**Referring expression data**
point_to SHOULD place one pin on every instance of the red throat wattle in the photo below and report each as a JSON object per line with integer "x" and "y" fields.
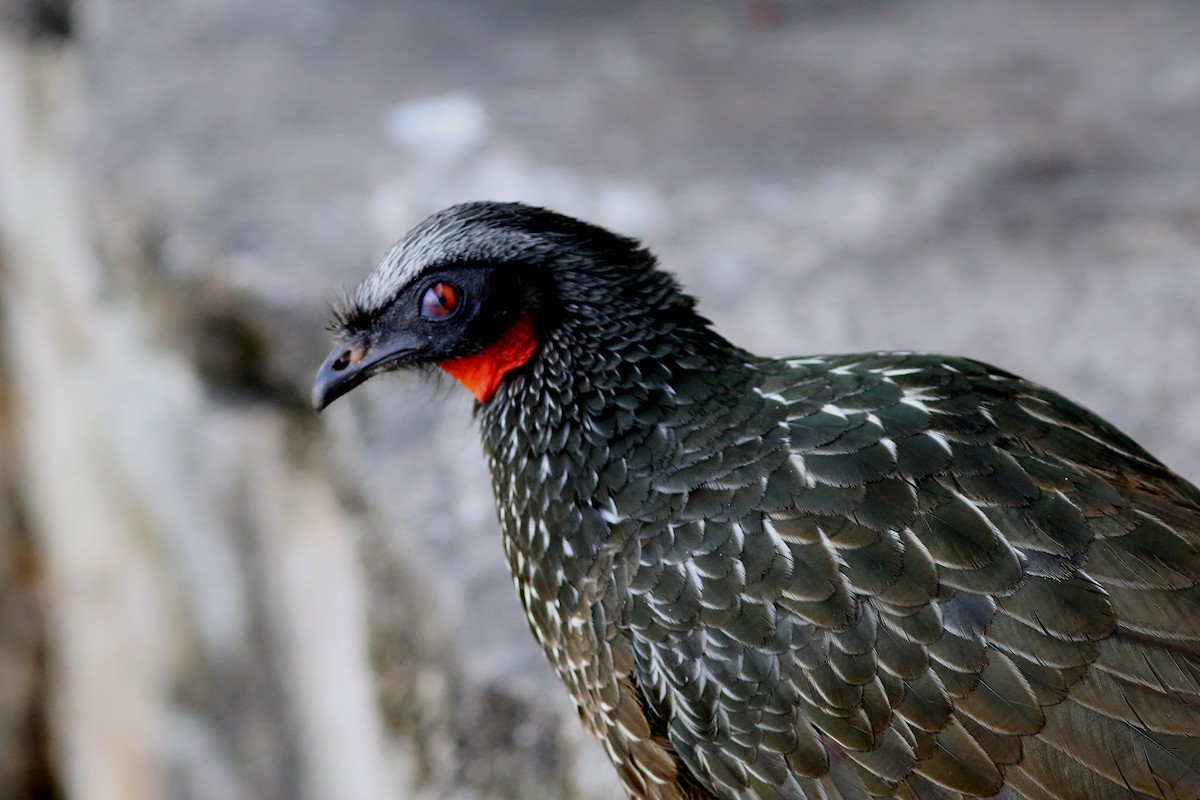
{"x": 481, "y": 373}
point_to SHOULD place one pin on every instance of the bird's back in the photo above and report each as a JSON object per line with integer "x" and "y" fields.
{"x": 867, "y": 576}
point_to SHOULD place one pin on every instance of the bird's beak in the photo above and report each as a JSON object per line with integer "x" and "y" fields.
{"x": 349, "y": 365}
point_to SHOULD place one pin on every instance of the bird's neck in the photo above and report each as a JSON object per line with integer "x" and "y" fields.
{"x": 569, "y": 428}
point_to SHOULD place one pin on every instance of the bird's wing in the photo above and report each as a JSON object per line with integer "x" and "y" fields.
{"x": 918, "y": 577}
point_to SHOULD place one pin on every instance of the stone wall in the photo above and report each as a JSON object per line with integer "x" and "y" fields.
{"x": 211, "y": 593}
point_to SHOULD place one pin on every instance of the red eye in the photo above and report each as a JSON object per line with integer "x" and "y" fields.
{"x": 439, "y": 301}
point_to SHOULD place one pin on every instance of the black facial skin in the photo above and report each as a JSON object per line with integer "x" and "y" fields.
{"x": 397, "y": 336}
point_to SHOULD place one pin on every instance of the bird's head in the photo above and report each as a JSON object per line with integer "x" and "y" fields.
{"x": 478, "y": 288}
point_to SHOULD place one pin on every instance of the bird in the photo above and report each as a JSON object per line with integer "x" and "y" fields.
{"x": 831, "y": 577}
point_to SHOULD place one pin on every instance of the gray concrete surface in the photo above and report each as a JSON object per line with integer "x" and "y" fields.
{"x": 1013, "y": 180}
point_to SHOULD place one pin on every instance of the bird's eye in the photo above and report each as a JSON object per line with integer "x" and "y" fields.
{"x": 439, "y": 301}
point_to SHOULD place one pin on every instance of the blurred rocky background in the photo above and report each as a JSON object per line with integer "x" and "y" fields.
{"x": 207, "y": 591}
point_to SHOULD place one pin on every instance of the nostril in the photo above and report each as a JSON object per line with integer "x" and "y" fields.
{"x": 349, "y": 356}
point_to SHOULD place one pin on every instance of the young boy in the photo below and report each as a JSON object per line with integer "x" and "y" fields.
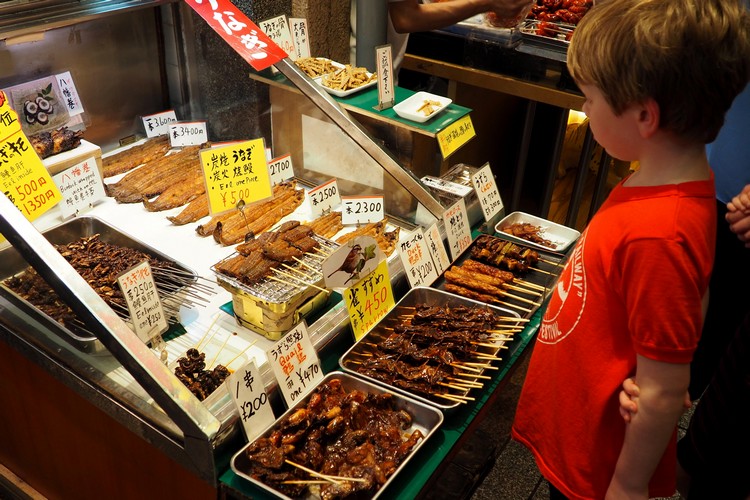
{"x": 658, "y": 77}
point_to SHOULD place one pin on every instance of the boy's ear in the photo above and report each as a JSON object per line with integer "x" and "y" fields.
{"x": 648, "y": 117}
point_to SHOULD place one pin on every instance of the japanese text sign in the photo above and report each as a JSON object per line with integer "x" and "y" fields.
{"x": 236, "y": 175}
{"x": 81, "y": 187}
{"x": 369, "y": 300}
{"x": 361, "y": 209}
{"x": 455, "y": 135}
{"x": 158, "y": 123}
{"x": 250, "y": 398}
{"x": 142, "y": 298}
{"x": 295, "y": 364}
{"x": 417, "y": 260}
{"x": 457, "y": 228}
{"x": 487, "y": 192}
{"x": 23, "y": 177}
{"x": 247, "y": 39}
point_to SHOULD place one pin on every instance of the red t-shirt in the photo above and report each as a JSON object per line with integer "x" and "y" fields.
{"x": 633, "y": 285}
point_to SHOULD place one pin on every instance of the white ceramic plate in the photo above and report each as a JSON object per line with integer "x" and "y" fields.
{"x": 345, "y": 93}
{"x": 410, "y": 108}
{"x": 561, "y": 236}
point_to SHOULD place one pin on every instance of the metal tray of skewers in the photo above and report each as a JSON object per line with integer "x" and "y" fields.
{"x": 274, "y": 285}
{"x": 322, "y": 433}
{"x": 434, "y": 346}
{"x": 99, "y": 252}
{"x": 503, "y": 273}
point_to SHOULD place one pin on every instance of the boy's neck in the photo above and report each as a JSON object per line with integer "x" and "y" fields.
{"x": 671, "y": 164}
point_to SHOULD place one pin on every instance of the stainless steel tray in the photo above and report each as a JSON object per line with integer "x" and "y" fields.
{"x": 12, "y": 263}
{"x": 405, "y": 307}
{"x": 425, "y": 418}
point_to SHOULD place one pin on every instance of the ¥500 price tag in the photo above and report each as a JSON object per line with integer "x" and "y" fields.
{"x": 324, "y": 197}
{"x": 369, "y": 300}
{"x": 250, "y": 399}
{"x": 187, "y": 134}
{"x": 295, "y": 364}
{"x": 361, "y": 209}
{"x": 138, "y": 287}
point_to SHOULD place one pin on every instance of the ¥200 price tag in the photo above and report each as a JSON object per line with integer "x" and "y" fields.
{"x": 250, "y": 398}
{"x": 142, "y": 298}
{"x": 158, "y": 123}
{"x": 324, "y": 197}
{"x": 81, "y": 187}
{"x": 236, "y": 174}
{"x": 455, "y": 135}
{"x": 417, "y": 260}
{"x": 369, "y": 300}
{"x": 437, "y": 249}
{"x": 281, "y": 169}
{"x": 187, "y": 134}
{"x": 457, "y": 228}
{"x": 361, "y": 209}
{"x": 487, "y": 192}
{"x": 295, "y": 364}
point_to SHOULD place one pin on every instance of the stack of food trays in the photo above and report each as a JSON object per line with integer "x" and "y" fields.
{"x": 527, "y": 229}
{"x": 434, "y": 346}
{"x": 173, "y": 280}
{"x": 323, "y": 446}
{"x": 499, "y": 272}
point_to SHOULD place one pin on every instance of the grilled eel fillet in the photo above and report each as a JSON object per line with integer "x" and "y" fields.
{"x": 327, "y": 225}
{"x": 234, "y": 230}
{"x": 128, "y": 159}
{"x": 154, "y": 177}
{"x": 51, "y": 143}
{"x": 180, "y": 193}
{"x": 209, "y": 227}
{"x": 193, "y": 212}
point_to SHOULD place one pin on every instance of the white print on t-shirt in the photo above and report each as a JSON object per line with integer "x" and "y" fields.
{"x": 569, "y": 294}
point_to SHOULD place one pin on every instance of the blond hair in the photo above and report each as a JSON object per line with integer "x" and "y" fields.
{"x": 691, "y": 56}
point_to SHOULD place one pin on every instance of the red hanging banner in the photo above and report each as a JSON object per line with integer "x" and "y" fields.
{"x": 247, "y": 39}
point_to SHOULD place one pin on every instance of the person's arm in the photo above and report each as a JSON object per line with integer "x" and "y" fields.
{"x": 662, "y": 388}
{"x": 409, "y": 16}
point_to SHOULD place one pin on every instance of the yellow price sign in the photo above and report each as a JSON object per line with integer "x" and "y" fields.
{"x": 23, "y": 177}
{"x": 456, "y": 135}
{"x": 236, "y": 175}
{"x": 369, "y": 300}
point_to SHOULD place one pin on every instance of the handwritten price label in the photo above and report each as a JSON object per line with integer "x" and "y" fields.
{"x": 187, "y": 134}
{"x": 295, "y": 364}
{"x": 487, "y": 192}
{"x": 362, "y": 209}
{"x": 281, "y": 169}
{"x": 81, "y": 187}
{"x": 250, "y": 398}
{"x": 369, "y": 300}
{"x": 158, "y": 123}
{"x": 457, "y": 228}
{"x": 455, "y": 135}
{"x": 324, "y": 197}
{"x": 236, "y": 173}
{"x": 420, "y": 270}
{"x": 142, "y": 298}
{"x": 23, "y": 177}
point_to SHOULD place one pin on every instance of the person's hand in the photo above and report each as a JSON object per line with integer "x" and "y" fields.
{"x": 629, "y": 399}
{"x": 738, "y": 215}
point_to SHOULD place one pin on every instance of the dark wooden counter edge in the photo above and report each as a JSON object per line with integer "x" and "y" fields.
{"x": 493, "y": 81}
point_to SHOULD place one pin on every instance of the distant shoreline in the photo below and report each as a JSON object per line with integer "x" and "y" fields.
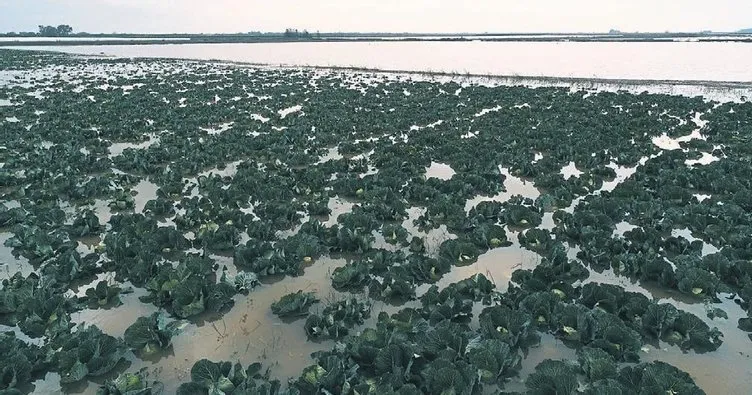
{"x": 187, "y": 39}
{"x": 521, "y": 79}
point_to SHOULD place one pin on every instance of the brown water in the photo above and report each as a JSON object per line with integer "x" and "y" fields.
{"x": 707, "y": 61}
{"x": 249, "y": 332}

**Requirement**
The answer must be an exact copy of every record above, minus the pictures.

**Problem solution**
point_to SHOULD place one pin on every instance of the red throat wattle in the photo below and report each as a JSON object per line with integer "x" and "y" fields.
{"x": 481, "y": 373}
point_to SHOULD place one pin on every instance of the bird's back in the photo above and report each as a JSON object per line with integer "x" and "y" fields.
{"x": 867, "y": 576}
point_to SHOULD place one pin on every instance of the bird's beak in the photo above and report each as a JSON object per line with integer "x" and "y" fields.
{"x": 349, "y": 365}
point_to SHOULD place one pin on every instance of the bird's neck in the photo above and report each as a JSON object per line with integer "x" and "y" fields.
{"x": 569, "y": 428}
point_to SHOULD place one pin on every instance of the bird's wing in the photo above and report each as a JSON object per line with integer "x" and "y" fields.
{"x": 918, "y": 577}
point_to SHOULD place one pin on every instance of the stone wall in the photo above and report each as a JSON object per line with integer "x" and "y" fields.
{"x": 211, "y": 593}
point_to SHOULD place one pin on every instance of the red eye in the photo above and report each as a JSON object per line with integer "x" and "y" fields.
{"x": 439, "y": 301}
point_to SHOULD place one pin on every instance of the black facial skin in the photo above and report each as a JSON object per line with integer "x" and "y" fields.
{"x": 397, "y": 336}
point_to SHOULD place one pin on every instance of the bird's head in the photo above and report each as a JSON object per line with integer "x" and "y" fields.
{"x": 478, "y": 288}
point_to SHOULD place one pin on every instance of the bird in the photo above and report each as a JSON object per line with integer "x" and "y" fields.
{"x": 831, "y": 577}
point_to SHOULD place one pin on every instance of the gray concrete surface in the photo above and report each as a JSON object per line with integer "x" and "y" fields.
{"x": 1013, "y": 180}
point_to SHOULD place one pin on every instance of the bird's eye in the photo above and report each as a JSON object per line with integer "x" and "y" fields.
{"x": 439, "y": 301}
point_to SHOULD place one pin on every instance of the blurred rocky background in the photo above and report each as a JSON object per line with integer "x" and "y" fields.
{"x": 207, "y": 591}
point_to SHOULD place one pin on every instance of the nostril in the photo above and report each as a JSON object per line with integer "x" and "y" fields.
{"x": 349, "y": 356}
point_to SHOULD place one pin on every instance of the young boy in the photo below and report each as a JSON object per line with integer "x" and "y" fields.
{"x": 658, "y": 77}
point_to SHOULD place one pin on every instance of the boy's ear in the photo above and report each as a JSON object per line with integer "x" and "y" fields.
{"x": 648, "y": 117}
point_to SHOULD place one pin on every instance of the japanese text sign in the photo above and report each as a JSON object per line with integer "x" and "y" fields.
{"x": 236, "y": 175}
{"x": 81, "y": 187}
{"x": 369, "y": 300}
{"x": 361, "y": 209}
{"x": 455, "y": 135}
{"x": 158, "y": 123}
{"x": 250, "y": 398}
{"x": 142, "y": 298}
{"x": 295, "y": 364}
{"x": 417, "y": 260}
{"x": 457, "y": 228}
{"x": 487, "y": 192}
{"x": 23, "y": 177}
{"x": 247, "y": 39}
point_to SHOULD place one pin on every instance of the red t-shirt in the photo above and report each as a JSON object per line with integer "x" and "y" fields.
{"x": 633, "y": 285}
point_to SHOULD place one pin on every instance of the white ceramic plate in the photo above and report each as a JSON object per line with integer "x" and "y" fields.
{"x": 345, "y": 93}
{"x": 410, "y": 108}
{"x": 561, "y": 236}
point_to SHOULD place one pin on every instance of the metal tray of skewers in the photo above and report each as a JSON object per line with integer "x" and "y" fields.
{"x": 274, "y": 285}
{"x": 322, "y": 433}
{"x": 434, "y": 346}
{"x": 99, "y": 252}
{"x": 503, "y": 273}
point_to SHOULD place one pin on every instance of the boy's neck in the photo above and report each as a JSON object per line with integer "x" and "y" fields.
{"x": 671, "y": 164}
point_to SHOULD place one pin on every instance of the stainless steel tray in the photo above and report each as a JSON object per line with integer "x" and "y" fields.
{"x": 12, "y": 263}
{"x": 405, "y": 307}
{"x": 425, "y": 418}
point_to SHOULD place one pin on every instance of the ¥500 price tag in the photo above and report each as a JSON object per line with integer "x" and "y" fields.
{"x": 324, "y": 197}
{"x": 369, "y": 300}
{"x": 250, "y": 399}
{"x": 187, "y": 134}
{"x": 295, "y": 364}
{"x": 361, "y": 209}
{"x": 138, "y": 287}
point_to SHOULD place one pin on every instance of the ¥200 price tag in the photo above and report each as a JSON object per line with integer "x" and "y" fields.
{"x": 250, "y": 398}
{"x": 142, "y": 298}
{"x": 158, "y": 123}
{"x": 324, "y": 197}
{"x": 81, "y": 187}
{"x": 236, "y": 174}
{"x": 455, "y": 135}
{"x": 417, "y": 260}
{"x": 369, "y": 300}
{"x": 437, "y": 249}
{"x": 281, "y": 169}
{"x": 187, "y": 134}
{"x": 457, "y": 228}
{"x": 361, "y": 209}
{"x": 487, "y": 192}
{"x": 295, "y": 364}
point_to SHOULD place one pin on every instance of the stack of food trays in the photo above and report each as a JSON object per line with integer "x" and "y" fields.
{"x": 527, "y": 229}
{"x": 434, "y": 346}
{"x": 173, "y": 280}
{"x": 323, "y": 446}
{"x": 499, "y": 272}
point_to SHOULD place one pin on every instance of the grilled eel fillet in the photo above and report each as a JSON object per line with integer "x" and "y" fields.
{"x": 327, "y": 225}
{"x": 234, "y": 230}
{"x": 128, "y": 159}
{"x": 154, "y": 177}
{"x": 51, "y": 143}
{"x": 180, "y": 193}
{"x": 209, "y": 227}
{"x": 193, "y": 212}
point_to SHOULD place one pin on every instance of the white print on t-shirt in the photo above and report each as a JSON object per line with integer "x" and "y" fields.
{"x": 569, "y": 294}
point_to SHOULD place one pin on every instance of the blond hair in the photo above and report each as a JSON object per line with integer "x" and "y" fields.
{"x": 691, "y": 56}
point_to SHOULD place one pin on every instance of the red hanging banner in the photo above and report each as a JSON object per line with integer "x" and "y" fields.
{"x": 247, "y": 39}
point_to SHOULD place one pin on every instance of the person's arm in the photo above and report each as a JSON object per line with integer "x" and "y" fields.
{"x": 662, "y": 388}
{"x": 409, "y": 16}
point_to SHOULD place one pin on every instance of the yellow price sign in the photo above and report each as a JSON object per line with integer "x" and "y" fields.
{"x": 23, "y": 177}
{"x": 456, "y": 135}
{"x": 236, "y": 175}
{"x": 369, "y": 300}
point_to SHOULD place one pin on every instance of the handwritten price label in the photo above and report each as a JSON object per line with integer "x" and "y" fields.
{"x": 187, "y": 134}
{"x": 295, "y": 364}
{"x": 487, "y": 192}
{"x": 362, "y": 209}
{"x": 281, "y": 169}
{"x": 81, "y": 187}
{"x": 250, "y": 398}
{"x": 369, "y": 300}
{"x": 158, "y": 123}
{"x": 457, "y": 228}
{"x": 455, "y": 135}
{"x": 324, "y": 197}
{"x": 236, "y": 173}
{"x": 420, "y": 270}
{"x": 142, "y": 298}
{"x": 23, "y": 177}
point_to SHOULD place one pin on every instance of the person's hand in the photo above and report each as a JSON object per line with integer "x" and "y" fields.
{"x": 629, "y": 399}
{"x": 738, "y": 215}
point_to SHOULD place one pin on every instance of the dark wooden counter edge in the photo above and report each as a JSON object per line with integer "x" and "y" fields.
{"x": 493, "y": 81}
point_to SHOULD place one pin on every instance of the distant shoreline in the photo below and report each as a JSON object per line with integer "x" and "y" fields.
{"x": 187, "y": 39}
{"x": 521, "y": 79}
point_to SHOULD place one pin on every instance of the brown water in the photo above and report each as a JSON object per line with integer "x" and "y" fields.
{"x": 707, "y": 61}
{"x": 249, "y": 332}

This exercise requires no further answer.